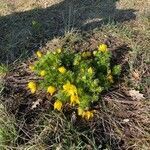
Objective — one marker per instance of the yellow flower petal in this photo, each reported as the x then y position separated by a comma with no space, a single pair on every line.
39,54
70,89
86,54
110,78
42,73
51,90
90,70
32,86
58,105
88,115
74,99
31,67
102,47
80,111
58,50
62,69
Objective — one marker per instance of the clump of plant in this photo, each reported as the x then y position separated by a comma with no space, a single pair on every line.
75,78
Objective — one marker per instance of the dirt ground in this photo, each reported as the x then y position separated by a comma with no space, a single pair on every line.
29,25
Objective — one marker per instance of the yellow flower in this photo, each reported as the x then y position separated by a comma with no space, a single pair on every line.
102,47
94,53
51,90
58,105
80,111
110,78
32,86
87,115
90,70
70,89
42,73
58,50
31,67
74,99
62,69
39,54
86,54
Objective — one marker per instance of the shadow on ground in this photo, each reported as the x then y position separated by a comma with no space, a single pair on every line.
24,32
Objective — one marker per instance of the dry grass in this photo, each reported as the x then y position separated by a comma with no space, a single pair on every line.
19,39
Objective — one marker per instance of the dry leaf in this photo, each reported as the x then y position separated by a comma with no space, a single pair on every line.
136,95
125,120
36,103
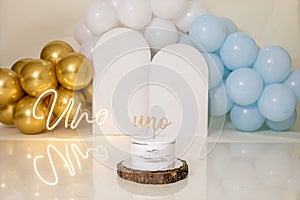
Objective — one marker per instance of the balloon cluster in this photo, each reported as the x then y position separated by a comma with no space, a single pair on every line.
159,21
59,68
256,85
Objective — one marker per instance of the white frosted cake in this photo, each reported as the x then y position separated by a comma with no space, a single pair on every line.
153,154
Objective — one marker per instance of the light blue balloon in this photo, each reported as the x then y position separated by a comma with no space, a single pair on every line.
185,39
246,118
277,102
293,82
239,50
244,86
216,69
273,64
283,125
208,32
226,73
230,26
219,103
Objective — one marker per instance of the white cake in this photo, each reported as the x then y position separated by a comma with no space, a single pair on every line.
153,154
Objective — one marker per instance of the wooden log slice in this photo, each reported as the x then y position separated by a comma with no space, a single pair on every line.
153,177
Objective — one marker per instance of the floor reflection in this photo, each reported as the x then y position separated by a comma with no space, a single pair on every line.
18,179
254,172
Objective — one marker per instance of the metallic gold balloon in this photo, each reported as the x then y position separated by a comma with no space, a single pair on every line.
24,118
6,114
38,76
64,95
10,88
74,71
55,50
88,93
18,66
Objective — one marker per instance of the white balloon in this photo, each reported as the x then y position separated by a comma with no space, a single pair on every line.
100,17
134,13
160,33
113,3
246,151
193,10
82,33
168,9
241,181
87,48
273,167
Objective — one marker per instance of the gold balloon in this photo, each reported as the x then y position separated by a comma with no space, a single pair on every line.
18,66
63,97
24,118
6,114
88,93
55,50
74,71
10,88
38,76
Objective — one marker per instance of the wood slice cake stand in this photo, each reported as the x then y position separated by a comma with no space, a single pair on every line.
179,172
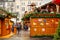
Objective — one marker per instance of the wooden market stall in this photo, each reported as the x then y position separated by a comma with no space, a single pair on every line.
5,23
45,24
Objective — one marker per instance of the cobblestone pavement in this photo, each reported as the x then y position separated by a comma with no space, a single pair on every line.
24,35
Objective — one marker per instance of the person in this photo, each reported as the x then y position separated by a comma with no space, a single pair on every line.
18,27
25,27
13,27
51,10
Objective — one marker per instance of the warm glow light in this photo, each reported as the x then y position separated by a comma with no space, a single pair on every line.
47,23
42,24
56,22
35,29
52,20
34,23
39,19
43,29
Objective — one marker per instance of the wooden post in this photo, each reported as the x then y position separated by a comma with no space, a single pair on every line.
57,8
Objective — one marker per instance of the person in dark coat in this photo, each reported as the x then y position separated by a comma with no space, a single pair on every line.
18,27
25,27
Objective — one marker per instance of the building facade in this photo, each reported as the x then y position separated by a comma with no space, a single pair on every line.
20,6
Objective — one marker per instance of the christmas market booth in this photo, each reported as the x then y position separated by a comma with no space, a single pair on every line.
42,24
5,27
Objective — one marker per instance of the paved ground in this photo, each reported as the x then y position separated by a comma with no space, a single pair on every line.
24,35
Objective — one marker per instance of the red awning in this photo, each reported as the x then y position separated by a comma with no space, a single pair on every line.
56,1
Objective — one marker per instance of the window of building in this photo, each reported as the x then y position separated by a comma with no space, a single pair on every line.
23,8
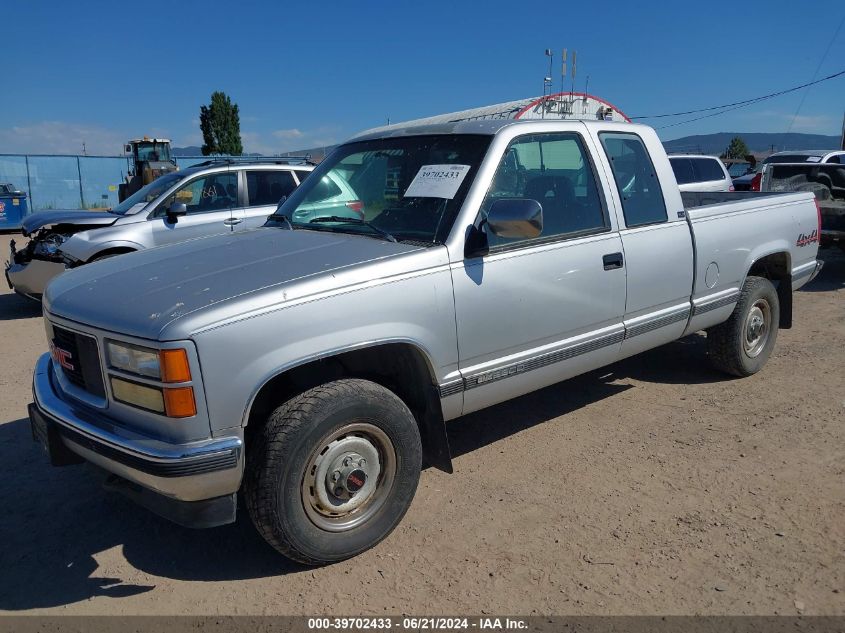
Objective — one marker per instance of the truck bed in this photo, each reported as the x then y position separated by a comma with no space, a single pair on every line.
695,199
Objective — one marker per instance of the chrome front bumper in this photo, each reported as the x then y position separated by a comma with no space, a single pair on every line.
31,279
191,472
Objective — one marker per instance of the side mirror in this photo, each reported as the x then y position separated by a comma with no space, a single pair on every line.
176,210
515,218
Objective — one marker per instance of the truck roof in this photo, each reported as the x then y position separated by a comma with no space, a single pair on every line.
482,127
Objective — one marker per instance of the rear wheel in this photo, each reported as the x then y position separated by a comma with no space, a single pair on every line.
333,471
742,344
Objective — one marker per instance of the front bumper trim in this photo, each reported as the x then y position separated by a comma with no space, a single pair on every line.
190,472
30,279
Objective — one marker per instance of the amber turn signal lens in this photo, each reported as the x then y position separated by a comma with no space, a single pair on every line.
179,402
174,366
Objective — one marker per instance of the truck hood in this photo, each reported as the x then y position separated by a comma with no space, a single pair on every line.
188,286
70,216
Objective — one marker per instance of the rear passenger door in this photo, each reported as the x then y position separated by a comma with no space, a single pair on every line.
264,189
532,312
657,244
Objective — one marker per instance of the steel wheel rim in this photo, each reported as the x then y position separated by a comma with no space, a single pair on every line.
757,328
355,441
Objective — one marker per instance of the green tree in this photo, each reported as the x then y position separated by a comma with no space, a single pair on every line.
220,123
738,148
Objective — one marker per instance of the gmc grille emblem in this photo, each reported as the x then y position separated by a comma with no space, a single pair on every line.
61,356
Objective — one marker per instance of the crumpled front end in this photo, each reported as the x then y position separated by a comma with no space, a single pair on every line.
29,270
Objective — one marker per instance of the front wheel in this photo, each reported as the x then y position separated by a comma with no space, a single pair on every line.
741,345
333,471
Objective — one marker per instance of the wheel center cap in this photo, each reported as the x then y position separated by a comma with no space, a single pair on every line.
356,480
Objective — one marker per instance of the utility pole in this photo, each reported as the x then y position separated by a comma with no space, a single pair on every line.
842,140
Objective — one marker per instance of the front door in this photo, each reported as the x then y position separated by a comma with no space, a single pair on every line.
532,312
209,201
265,188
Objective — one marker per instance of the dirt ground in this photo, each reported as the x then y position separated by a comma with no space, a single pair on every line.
655,485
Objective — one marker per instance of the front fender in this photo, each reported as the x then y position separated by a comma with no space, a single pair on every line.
81,249
239,357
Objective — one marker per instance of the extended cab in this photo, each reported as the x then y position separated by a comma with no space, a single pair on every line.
312,363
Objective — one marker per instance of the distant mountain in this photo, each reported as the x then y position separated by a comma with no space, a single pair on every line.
192,150
758,142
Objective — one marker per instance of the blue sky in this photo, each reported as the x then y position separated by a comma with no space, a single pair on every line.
308,74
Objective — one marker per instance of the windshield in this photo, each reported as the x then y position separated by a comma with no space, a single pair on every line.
408,188
738,169
149,192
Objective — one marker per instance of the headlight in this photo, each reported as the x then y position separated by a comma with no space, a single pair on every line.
165,366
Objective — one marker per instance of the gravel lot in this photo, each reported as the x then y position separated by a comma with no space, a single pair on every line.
655,485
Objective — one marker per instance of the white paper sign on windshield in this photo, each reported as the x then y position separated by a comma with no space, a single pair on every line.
437,181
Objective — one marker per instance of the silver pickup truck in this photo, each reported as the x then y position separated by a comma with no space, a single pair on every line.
312,363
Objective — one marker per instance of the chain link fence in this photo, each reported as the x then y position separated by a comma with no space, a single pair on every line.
71,182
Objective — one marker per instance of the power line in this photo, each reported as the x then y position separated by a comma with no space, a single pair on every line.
818,68
737,104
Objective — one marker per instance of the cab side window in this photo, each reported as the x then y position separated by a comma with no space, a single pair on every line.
213,192
268,187
555,170
636,179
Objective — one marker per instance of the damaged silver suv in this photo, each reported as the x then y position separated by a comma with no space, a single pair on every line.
217,196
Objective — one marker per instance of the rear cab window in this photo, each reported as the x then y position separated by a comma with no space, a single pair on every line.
267,187
707,169
636,179
683,170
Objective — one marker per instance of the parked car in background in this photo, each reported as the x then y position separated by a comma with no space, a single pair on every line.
753,180
825,180
738,168
700,173
807,156
217,196
312,364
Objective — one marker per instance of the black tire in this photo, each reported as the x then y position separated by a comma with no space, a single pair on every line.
735,346
305,436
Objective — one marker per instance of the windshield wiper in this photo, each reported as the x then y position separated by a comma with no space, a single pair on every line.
281,216
338,218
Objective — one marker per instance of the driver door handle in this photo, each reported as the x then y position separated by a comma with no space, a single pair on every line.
613,261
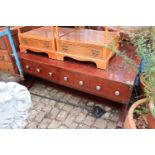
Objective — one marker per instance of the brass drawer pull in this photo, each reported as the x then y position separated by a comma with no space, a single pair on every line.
81,83
50,73
38,70
95,53
24,41
27,67
65,48
98,88
46,44
65,78
117,93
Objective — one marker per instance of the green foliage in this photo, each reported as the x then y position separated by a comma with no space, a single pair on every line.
144,42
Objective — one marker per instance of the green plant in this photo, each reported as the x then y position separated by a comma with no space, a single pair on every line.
144,43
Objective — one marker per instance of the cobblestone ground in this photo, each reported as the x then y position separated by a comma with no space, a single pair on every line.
53,114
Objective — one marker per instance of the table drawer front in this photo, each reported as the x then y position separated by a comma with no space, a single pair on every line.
+++
» Task goal: Every line from the one containing "Objective — one marker per instance of the green foliage" through the last line of the entries must be written out verbatim, and no other line.

» Written response:
Objective — one marker per instance of the green foliage in this photo, each reported as the x then y position separated by a comma with no space, a single pair on every line.
144,42
Objective — one marker per instance of the green plant in this photo, each reported as the x then y position separated by a comma with no space, a single pair on every line.
144,43
Objective — one marker per instance of the cobblestone ground in this photo, each reported as the x then y position separated by a comma with no space, a single pair on every line.
53,114
Objective — one marker per instance of the table drawer front in this photo, each reported as the x then y position separated by a comma with no space, a single pair on every line.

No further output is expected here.